**Goal:**
Reproduce all of the records below word for word, changing nothing.

* start *

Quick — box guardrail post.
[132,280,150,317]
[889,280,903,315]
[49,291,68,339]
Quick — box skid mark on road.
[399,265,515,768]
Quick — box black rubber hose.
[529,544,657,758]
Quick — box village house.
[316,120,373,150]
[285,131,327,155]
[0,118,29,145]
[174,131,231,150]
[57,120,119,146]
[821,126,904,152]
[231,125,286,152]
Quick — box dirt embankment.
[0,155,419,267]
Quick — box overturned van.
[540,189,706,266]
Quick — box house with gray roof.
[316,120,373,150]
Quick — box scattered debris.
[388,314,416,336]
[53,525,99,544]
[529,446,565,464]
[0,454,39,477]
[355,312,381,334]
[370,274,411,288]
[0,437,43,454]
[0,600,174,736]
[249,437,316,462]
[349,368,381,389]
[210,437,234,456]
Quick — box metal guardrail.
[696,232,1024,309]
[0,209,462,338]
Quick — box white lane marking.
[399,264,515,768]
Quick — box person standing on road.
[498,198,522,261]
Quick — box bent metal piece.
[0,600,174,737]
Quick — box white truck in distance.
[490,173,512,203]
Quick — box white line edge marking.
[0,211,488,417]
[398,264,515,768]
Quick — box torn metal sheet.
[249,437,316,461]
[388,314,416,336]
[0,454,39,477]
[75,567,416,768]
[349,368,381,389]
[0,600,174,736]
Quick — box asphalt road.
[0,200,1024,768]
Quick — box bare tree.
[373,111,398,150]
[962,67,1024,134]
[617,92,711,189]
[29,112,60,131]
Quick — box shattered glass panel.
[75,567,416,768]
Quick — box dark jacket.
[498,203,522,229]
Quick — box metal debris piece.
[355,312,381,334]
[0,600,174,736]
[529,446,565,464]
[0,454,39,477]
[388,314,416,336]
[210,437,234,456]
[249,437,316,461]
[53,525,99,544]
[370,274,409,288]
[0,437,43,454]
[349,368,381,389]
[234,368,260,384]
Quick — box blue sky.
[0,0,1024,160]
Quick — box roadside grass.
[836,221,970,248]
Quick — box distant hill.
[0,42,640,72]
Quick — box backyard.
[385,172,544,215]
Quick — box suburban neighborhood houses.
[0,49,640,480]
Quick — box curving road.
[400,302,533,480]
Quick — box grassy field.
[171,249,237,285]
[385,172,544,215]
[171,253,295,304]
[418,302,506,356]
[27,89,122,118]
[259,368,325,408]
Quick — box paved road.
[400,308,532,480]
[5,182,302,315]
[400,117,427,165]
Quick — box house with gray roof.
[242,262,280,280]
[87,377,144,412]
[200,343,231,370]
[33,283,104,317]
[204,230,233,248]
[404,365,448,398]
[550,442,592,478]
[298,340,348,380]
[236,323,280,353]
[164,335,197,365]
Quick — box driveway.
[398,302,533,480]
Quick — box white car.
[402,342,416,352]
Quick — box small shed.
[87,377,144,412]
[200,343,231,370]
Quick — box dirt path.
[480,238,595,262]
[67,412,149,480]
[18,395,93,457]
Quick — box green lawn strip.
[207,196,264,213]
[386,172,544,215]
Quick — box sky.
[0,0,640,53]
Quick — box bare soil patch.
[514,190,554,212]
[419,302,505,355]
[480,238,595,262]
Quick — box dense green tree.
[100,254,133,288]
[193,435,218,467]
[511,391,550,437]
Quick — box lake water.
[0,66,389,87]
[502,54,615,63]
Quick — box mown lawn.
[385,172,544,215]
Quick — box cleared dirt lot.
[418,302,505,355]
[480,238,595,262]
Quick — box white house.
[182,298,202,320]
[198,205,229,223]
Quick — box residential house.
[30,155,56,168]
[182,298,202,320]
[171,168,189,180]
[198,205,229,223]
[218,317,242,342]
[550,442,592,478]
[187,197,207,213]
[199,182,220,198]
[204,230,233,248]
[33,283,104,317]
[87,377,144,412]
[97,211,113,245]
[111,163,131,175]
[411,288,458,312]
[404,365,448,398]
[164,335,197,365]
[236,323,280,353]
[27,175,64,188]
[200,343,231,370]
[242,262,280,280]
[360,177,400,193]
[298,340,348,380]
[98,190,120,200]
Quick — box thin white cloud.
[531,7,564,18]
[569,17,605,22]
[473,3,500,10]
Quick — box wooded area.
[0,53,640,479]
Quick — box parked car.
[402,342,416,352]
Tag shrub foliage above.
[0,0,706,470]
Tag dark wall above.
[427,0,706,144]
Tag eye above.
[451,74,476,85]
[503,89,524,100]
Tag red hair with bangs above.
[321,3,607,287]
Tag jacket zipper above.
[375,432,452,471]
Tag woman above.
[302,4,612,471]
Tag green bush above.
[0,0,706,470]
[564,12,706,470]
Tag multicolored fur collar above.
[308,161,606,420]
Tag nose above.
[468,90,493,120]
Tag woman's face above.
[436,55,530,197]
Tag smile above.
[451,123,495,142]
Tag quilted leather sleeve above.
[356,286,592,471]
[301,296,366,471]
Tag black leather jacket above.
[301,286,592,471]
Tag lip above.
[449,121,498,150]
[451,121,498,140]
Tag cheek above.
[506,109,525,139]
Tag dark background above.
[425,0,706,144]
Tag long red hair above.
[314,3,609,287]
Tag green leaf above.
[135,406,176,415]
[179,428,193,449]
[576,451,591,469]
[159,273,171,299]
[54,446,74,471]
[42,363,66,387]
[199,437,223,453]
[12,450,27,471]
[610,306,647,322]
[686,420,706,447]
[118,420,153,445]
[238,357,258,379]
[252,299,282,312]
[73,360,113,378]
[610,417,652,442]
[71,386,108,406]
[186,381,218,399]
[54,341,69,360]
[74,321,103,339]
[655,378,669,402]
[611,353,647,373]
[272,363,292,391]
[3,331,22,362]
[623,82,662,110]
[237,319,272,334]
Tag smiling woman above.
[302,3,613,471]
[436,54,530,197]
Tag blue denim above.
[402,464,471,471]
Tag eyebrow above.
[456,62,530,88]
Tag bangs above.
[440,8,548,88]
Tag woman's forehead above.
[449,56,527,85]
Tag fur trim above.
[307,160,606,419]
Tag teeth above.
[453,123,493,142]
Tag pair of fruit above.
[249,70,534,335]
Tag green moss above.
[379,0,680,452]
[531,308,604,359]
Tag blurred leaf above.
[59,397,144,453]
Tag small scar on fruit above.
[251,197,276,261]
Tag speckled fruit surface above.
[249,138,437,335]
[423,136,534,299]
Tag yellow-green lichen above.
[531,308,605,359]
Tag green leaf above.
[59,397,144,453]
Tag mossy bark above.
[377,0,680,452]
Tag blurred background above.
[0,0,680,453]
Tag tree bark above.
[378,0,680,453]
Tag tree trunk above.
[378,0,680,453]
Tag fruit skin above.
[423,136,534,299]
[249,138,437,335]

* end *

**Output of the exercise:**
Quick — box guardrail post.
[132,280,150,317]
[889,280,903,315]
[49,291,68,339]
Quick — box skid mark on road.
[399,265,515,768]
Quick — box black rubber hose.
[529,544,657,758]
Quick — box village house.
[316,120,373,150]
[285,131,327,155]
[0,118,29,145]
[174,131,231,150]
[57,120,119,146]
[821,126,904,152]
[231,125,286,152]
Quick — box dirt embankment.
[0,155,419,267]
Quick — box overturned van.
[540,189,706,266]
Quick — box house with gray roof.
[316,120,373,150]
Quick — box scattered debris.
[388,314,416,336]
[53,525,99,544]
[529,446,565,464]
[0,454,39,477]
[355,312,381,334]
[370,274,411,288]
[0,437,43,454]
[0,600,174,736]
[249,437,316,462]
[349,368,381,389]
[210,437,234,456]
Quick — box metal guardrail.
[696,232,1024,309]
[0,209,462,338]
Quick — box white lane marking.
[399,264,515,768]
Quick — box person standing on road.
[498,198,522,261]
Quick — box bent metal piece.
[0,600,174,737]
Quick — box white truck in distance.
[490,173,512,203]
Quick — box white line edge marking.
[0,211,488,417]
[398,264,515,768]
Quick — box torn metal sheet.
[249,437,316,461]
[388,314,416,336]
[0,454,39,477]
[75,567,416,768]
[349,368,381,389]
[0,600,174,736]
Quick — box asphalt road.
[0,200,1024,768]
Quick — box bare tree.
[373,111,398,150]
[962,67,1024,134]
[617,92,711,189]
[29,112,60,131]
Quick — box shattered glass panel.
[75,567,416,768]
Quick — box dark jacket.
[498,203,522,229]
Quick — box metal debris piece.
[355,312,381,334]
[0,600,174,736]
[529,446,565,464]
[0,454,39,477]
[388,314,416,336]
[210,437,234,456]
[249,437,316,461]
[53,525,99,544]
[370,274,409,288]
[0,437,43,454]
[349,368,381,389]
[234,368,260,384]
Quick — box blue sky.
[0,0,1024,160]
Quick — box roadside grass.
[836,221,970,248]
Quick — box distant hill.
[0,42,640,72]
Quick — box backyard.
[385,172,544,215]
Quick — box suburban neighborhood houses.
[0,49,640,480]
Quick — box curving road.
[400,302,533,480]
Quick — box grassy field.
[171,249,237,285]
[385,172,544,215]
[171,253,295,304]
[418,302,506,356]
[27,89,122,118]
[259,368,325,408]
Quick — box paved road.
[400,308,532,480]
[5,182,302,315]
[400,117,427,165]
Quick — box house with gray roof.
[242,262,280,280]
[87,377,144,412]
[200,343,231,370]
[33,283,104,317]
[204,230,233,248]
[404,365,448,398]
[550,442,592,478]
[298,340,348,380]
[236,323,280,353]
[164,335,197,365]
Quick — box driveway.
[398,302,533,480]
Quick — box white car.
[402,342,416,352]
Quick — box small shed.
[87,377,144,412]
[200,343,231,370]
Quick — box dirt path.
[480,238,595,262]
[67,412,149,480]
[18,395,93,457]
Quick — box green lawn strip.
[207,196,264,213]
[386,172,544,215]
Quick — box sky.
[0,0,640,53]
Quick — box bare soil patch.
[514,190,554,212]
[419,302,505,355]
[480,238,595,262]
Quick — box dense green tree.
[100,254,133,288]
[193,435,218,467]
[511,391,550,437]
Quick — box lake water.
[0,66,389,87]
[502,54,615,63]
Quick — box mown lawn.
[385,172,544,215]
Quick — box cleared dirt lot.
[418,302,505,355]
[480,238,595,262]
Quick — box white house.
[182,298,202,320]
[198,205,229,223]
Quick — box residential house.
[30,155,56,168]
[182,298,202,320]
[171,168,189,180]
[198,205,229,223]
[218,317,242,342]
[550,442,592,478]
[187,197,207,213]
[199,182,220,198]
[204,230,233,248]
[33,283,104,317]
[87,377,144,412]
[97,211,113,245]
[111,163,131,175]
[411,288,458,312]
[404,365,448,398]
[164,335,197,365]
[236,323,280,353]
[27,175,64,188]
[200,343,231,370]
[242,262,280,280]
[360,177,400,193]
[298,340,348,380]
[98,190,120,200]
Quick — box thin white cloud.
[531,7,564,18]
[569,17,605,22]
[473,3,500,10]
Quick — box wooded area.
[0,53,640,479]
Quick — box parked car.
[402,342,416,352]
Tag shrub foliage above.
[0,0,706,470]
Tag dark wall above.
[427,0,706,144]
Tag eye above.
[451,74,476,85]
[503,89,524,100]
Tag red hair with bangs above.
[321,3,607,287]
Tag jacket zipper above.
[375,432,452,471]
Tag woman above.
[302,4,612,471]
Tag green bush above.
[0,0,706,470]
[564,12,706,470]
Tag multicolored fur collar above.
[308,161,606,420]
Tag nose above.
[468,90,493,120]
Tag woman's face above.
[436,55,530,197]
Tag smile above.
[451,123,495,142]
Tag quilted leather sleeve above.
[356,286,592,471]
[301,296,366,471]
Tag black leather jacket above.
[301,286,592,471]
Tag lip above.
[449,121,498,150]
[451,121,498,140]
Tag cheek above.
[506,109,525,139]
Tag dark background above.
[425,0,706,144]
Tag long red hair above.
[314,3,609,287]
Tag green leaf above.
[135,406,176,415]
[179,428,193,449]
[576,451,591,469]
[159,273,171,299]
[54,446,74,471]
[42,363,66,387]
[199,437,223,453]
[12,450,27,471]
[610,306,647,322]
[686,420,706,447]
[118,420,153,445]
[238,357,258,379]
[252,299,282,312]
[73,360,113,378]
[610,417,652,442]
[71,386,108,406]
[186,381,218,399]
[54,341,69,360]
[74,321,103,339]
[655,378,669,402]
[611,353,647,373]
[272,363,292,391]
[3,331,22,362]
[623,82,662,110]
[237,319,272,334]
Tag smiling woman above.
[302,3,613,471]
[436,54,530,197]
Tag blue denim above.
[402,464,471,471]
Tag eyebrow above.
[456,62,530,88]
Tag bangs above.
[440,8,548,88]
Tag woman's forehead above.
[449,56,527,85]
Tag fur trim above.
[307,160,606,419]
Tag teeth above.
[453,123,493,142]
Tag pair of fruit above.
[249,70,534,335]
Tag green moss above.
[379,0,680,452]
[531,308,604,359]
Tag blurred leaf above.
[59,397,144,453]
Tag small scar on fruit above.
[251,197,276,261]
Tag speckled fruit surface above.
[249,138,437,335]
[423,136,534,299]
Tag yellow-green lichen above.
[531,308,605,359]
Tag green leaf above.
[59,397,144,453]
Tag mossy bark above.
[377,0,680,452]
Tag blurred background above.
[0,0,680,453]
Tag tree bark above.
[378,0,680,453]
Tag tree trunk above.
[378,0,680,453]
Tag fruit skin above.
[423,136,534,299]
[249,138,437,335]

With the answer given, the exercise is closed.